*** Source material Section Begins ***

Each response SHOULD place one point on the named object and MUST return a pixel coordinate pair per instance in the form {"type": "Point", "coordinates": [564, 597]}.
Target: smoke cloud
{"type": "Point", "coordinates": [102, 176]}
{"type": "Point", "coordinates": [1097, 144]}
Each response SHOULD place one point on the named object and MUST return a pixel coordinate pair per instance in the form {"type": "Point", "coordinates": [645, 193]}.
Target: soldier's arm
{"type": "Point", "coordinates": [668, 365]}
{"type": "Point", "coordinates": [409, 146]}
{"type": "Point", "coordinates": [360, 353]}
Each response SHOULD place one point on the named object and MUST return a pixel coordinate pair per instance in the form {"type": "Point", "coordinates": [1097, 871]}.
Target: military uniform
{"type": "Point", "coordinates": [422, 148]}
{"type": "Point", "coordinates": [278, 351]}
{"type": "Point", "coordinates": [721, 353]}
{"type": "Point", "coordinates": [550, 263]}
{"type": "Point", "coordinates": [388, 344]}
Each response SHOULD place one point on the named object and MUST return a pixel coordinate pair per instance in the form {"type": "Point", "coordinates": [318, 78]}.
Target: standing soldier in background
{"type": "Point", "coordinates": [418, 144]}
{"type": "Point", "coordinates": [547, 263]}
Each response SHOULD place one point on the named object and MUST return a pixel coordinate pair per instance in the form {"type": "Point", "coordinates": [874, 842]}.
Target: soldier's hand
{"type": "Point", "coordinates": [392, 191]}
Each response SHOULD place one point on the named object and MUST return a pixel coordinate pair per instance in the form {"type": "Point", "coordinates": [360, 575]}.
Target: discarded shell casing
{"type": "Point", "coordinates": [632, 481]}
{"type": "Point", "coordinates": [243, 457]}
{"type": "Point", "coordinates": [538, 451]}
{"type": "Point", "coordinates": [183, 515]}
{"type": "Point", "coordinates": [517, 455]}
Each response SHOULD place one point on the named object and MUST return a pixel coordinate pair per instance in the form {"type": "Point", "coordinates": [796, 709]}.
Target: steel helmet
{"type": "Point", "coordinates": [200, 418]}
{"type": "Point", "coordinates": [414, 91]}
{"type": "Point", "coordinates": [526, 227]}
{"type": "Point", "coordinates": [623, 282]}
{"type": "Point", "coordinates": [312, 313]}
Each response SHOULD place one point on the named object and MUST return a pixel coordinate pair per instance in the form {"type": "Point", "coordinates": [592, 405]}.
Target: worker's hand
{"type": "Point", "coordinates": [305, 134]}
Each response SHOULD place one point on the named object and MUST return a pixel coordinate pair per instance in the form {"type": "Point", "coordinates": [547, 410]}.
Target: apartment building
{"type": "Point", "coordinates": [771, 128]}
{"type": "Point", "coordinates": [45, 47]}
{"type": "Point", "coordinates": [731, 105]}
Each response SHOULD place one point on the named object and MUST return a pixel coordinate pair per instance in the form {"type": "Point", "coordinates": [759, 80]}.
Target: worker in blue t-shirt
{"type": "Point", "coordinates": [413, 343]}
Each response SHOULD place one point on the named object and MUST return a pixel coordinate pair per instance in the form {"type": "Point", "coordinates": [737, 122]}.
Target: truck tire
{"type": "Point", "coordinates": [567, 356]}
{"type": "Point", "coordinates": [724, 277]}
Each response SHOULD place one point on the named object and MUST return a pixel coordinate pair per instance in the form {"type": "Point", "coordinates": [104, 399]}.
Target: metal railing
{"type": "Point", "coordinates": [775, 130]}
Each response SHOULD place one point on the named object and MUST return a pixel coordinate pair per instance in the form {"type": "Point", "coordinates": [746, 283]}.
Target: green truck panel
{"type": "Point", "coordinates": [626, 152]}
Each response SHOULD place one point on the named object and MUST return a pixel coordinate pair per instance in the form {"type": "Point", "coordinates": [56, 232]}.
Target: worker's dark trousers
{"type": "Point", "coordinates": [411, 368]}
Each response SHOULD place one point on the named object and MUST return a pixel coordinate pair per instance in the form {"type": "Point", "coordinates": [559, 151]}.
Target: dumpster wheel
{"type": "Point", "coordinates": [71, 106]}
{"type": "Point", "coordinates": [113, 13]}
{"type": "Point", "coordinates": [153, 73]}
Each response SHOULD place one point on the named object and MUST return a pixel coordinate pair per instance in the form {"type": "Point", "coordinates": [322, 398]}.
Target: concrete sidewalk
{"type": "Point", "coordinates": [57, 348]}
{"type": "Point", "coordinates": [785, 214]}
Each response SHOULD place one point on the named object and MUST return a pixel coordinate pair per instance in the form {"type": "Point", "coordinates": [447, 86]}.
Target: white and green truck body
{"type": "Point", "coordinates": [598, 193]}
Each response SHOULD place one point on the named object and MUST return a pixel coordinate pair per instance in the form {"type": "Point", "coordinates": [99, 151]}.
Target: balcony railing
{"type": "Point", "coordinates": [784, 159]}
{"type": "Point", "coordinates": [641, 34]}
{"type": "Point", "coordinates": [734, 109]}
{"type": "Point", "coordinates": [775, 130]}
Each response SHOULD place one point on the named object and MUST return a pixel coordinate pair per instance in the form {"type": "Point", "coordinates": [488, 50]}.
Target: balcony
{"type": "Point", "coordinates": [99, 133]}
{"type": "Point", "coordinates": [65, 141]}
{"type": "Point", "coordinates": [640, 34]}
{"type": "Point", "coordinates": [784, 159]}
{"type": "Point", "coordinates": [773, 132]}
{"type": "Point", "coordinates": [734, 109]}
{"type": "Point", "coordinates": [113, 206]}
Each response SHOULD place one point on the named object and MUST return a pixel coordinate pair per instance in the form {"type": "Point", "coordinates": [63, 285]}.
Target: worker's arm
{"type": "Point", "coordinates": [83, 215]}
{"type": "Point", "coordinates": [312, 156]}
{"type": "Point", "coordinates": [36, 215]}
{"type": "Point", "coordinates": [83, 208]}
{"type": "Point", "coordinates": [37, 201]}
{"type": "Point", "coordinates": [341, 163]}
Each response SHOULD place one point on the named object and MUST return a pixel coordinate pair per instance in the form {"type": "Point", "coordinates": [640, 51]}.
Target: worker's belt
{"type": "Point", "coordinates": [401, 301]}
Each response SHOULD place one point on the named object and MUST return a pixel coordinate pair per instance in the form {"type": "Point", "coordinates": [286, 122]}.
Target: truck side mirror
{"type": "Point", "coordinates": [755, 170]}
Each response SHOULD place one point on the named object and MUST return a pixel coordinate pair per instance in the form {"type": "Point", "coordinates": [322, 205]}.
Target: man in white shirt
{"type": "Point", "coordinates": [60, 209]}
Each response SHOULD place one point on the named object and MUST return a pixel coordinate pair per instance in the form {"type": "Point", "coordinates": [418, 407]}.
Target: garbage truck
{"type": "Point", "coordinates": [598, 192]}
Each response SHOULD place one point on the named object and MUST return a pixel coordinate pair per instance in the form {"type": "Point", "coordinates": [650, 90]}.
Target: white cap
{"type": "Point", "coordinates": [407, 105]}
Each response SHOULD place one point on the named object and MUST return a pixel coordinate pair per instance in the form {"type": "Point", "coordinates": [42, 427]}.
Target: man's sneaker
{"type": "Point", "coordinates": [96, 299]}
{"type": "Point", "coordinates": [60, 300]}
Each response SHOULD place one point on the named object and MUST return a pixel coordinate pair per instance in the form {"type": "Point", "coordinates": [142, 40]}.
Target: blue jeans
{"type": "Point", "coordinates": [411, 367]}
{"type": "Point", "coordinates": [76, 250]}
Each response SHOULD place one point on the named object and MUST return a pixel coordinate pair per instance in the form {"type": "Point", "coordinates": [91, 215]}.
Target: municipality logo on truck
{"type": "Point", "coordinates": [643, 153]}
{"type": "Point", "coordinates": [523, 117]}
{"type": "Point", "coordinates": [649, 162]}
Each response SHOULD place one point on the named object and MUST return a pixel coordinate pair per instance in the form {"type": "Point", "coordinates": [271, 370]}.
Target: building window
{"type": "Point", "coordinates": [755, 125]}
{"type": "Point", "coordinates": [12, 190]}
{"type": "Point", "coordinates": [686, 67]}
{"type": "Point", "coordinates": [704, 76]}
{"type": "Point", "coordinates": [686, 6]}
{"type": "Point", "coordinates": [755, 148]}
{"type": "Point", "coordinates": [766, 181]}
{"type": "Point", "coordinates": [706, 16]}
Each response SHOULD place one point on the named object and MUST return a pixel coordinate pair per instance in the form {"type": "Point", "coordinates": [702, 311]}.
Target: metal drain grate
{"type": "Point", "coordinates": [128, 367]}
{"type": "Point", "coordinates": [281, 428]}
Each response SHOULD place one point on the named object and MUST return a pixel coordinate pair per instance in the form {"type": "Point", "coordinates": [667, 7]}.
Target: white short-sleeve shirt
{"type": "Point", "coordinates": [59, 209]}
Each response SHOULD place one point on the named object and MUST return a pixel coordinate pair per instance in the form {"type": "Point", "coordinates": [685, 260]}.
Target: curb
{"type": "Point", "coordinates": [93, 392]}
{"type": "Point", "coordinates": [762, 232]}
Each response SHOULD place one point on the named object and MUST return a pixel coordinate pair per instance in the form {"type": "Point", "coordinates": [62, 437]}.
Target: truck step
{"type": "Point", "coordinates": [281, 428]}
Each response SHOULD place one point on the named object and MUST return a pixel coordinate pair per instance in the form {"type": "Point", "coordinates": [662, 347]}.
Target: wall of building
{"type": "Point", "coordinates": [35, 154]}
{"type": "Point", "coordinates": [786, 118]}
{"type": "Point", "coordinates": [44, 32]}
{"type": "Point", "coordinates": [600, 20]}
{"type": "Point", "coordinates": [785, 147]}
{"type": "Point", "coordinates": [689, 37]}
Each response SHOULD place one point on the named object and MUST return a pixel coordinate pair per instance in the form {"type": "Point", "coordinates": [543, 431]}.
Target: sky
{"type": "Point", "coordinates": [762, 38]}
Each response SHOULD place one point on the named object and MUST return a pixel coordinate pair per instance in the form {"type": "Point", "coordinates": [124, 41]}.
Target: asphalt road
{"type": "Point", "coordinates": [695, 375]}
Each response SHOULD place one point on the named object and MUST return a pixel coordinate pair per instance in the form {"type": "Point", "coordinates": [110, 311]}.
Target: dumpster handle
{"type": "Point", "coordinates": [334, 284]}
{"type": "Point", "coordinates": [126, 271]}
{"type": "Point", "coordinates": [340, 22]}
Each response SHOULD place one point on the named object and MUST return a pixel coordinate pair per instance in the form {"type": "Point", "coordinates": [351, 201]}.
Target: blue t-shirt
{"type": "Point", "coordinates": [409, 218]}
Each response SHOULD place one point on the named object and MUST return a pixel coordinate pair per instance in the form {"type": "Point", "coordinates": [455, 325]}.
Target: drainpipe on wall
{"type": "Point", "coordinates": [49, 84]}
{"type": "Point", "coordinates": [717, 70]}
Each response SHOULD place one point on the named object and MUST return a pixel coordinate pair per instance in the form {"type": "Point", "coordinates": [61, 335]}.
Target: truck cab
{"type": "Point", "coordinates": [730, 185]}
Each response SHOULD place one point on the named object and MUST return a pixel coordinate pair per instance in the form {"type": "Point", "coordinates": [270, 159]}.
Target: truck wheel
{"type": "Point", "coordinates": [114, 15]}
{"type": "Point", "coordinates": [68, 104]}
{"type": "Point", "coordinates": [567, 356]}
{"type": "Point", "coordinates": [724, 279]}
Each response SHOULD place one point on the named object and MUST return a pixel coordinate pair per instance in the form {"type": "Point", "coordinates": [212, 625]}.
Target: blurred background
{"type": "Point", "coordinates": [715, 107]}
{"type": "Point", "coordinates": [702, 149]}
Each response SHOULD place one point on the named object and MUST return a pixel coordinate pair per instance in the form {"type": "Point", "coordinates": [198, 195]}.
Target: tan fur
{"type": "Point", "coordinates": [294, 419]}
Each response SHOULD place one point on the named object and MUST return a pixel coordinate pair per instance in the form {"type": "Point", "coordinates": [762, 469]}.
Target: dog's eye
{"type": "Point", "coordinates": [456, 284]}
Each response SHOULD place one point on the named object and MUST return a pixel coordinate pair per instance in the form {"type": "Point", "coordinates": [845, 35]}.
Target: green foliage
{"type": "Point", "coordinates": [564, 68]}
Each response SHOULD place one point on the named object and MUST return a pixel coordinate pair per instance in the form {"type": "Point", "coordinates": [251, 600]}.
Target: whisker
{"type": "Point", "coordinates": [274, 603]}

*** Source material Section Ends ***

> _Prompt_:
From the line containing "Target: tan fur" down to the final line of the records above, copy everything exactly and include nothing else.

> _Answer section_:
Target: tan fur
{"type": "Point", "coordinates": [294, 419]}
Each response SHOULD place one point on the named object and MUST return a pixel coordinate pair per instance in the form {"type": "Point", "coordinates": [762, 469]}.
Target: dog's eye
{"type": "Point", "coordinates": [456, 284]}
Each response SHOULD place one point on the named object and MUST return a pixel coordinate pair per instance in the form {"type": "Point", "coordinates": [845, 35]}.
Target: green foliage
{"type": "Point", "coordinates": [564, 68]}
Each response SHOULD place one point on the named object and MUST return a pixel coordinate pair per instance in the form {"type": "Point", "coordinates": [251, 600]}.
Target: whisker
{"type": "Point", "coordinates": [274, 603]}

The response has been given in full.